Reproduce the records starting with the line that contains "Category: front bumper" and going on through the line that contains "pixel 573 370", requests included. Scale every pixel coordinate in the answers by 0.95 and round each to a whole number, with halves rounded up, leaving the requests and their format samples unchanged.

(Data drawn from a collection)
(begin)
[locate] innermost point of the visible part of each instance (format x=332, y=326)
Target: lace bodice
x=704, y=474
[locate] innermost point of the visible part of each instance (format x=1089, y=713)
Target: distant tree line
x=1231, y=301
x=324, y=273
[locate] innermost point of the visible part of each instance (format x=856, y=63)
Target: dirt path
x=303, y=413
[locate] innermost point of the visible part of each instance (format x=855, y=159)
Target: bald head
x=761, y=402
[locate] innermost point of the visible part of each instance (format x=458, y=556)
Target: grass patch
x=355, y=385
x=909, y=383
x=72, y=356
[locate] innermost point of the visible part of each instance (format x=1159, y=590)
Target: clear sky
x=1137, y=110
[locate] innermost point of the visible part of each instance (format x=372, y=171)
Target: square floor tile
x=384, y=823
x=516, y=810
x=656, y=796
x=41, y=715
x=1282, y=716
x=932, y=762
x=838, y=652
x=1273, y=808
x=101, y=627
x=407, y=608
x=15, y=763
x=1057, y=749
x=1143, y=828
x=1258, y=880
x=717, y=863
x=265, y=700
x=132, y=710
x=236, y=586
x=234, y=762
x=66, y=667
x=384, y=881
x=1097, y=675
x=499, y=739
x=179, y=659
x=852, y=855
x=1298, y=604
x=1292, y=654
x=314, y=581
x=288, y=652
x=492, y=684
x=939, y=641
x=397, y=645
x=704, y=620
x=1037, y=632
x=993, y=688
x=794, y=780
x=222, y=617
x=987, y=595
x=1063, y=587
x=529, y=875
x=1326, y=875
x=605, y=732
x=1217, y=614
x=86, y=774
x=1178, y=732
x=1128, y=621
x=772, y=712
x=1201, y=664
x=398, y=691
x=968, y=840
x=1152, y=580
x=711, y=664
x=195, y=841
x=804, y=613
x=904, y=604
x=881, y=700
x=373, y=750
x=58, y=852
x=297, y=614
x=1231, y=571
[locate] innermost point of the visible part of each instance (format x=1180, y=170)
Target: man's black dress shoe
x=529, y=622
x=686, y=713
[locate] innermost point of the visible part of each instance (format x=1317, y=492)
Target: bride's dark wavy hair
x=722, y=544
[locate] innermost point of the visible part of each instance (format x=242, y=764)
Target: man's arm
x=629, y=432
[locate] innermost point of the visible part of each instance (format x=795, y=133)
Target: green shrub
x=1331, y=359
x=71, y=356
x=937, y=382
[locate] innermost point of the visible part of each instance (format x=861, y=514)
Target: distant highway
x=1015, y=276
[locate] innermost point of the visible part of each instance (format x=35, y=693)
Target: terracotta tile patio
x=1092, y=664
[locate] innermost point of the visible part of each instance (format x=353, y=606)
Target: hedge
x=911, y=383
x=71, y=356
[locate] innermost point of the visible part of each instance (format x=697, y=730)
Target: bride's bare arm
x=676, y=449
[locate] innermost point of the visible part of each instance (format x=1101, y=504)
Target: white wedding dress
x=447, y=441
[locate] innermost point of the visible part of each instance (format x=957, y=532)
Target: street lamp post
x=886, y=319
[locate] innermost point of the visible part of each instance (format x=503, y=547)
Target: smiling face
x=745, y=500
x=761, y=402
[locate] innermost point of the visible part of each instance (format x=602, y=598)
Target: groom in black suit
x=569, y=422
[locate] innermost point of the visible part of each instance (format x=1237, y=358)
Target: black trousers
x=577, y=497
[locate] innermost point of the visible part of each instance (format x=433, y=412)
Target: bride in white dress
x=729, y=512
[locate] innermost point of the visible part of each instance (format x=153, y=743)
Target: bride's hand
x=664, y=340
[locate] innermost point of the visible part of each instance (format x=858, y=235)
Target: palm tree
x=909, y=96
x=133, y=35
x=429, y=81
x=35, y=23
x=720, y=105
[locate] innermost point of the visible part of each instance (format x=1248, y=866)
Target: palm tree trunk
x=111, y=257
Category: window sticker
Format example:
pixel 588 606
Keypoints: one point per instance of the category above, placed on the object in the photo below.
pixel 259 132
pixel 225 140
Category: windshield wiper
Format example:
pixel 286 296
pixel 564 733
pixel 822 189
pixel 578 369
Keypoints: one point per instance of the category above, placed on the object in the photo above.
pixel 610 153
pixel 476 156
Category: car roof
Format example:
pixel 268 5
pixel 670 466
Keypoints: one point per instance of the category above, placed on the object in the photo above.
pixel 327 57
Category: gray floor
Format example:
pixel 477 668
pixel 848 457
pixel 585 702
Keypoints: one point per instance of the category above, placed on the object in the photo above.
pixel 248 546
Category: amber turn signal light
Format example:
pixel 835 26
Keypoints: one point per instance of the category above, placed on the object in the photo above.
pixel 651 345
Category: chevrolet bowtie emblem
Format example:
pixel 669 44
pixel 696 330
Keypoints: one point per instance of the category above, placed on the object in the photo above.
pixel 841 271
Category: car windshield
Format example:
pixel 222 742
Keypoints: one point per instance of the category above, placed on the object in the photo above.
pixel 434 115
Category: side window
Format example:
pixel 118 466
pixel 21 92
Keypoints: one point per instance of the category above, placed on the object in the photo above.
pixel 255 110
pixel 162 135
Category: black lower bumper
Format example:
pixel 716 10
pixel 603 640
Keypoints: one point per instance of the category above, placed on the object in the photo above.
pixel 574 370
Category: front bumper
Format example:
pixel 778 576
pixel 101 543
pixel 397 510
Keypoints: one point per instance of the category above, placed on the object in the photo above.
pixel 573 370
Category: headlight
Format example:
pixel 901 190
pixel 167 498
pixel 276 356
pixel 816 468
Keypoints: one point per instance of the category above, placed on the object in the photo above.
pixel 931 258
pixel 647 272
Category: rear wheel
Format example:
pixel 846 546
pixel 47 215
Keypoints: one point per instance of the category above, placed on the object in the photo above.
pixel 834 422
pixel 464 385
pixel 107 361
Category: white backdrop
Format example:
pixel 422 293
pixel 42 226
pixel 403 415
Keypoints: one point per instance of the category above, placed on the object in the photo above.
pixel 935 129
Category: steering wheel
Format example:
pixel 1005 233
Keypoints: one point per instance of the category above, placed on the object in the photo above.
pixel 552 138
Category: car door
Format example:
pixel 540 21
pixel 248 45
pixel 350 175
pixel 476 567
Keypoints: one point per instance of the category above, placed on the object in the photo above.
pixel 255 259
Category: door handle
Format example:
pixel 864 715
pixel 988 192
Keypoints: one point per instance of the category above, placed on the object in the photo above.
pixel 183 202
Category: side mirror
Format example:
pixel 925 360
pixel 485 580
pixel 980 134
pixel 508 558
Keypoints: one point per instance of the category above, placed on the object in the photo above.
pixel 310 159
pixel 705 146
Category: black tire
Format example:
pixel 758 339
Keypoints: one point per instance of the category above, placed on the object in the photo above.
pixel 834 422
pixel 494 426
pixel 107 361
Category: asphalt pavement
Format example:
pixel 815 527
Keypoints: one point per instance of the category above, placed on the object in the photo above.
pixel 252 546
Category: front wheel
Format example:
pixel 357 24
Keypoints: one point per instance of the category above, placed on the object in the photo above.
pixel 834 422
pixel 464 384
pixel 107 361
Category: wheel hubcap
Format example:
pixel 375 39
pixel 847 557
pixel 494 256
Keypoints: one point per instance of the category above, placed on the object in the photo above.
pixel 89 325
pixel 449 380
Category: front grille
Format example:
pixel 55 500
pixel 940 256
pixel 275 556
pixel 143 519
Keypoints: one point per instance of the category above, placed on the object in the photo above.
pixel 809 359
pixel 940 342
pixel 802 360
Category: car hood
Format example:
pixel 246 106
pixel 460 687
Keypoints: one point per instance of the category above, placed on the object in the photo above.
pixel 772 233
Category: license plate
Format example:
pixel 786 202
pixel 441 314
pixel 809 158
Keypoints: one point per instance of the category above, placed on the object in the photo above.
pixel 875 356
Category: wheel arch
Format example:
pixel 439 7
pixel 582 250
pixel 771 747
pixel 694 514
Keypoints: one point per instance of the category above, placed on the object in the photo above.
(end)
__ANSWER FOR THE TASK__
Category: front bumper
Format example:
pixel 778 576
pixel 101 543
pixel 397 510
Keypoints: one point per instance of the category above, placed on the object in the photo above.
pixel 544 352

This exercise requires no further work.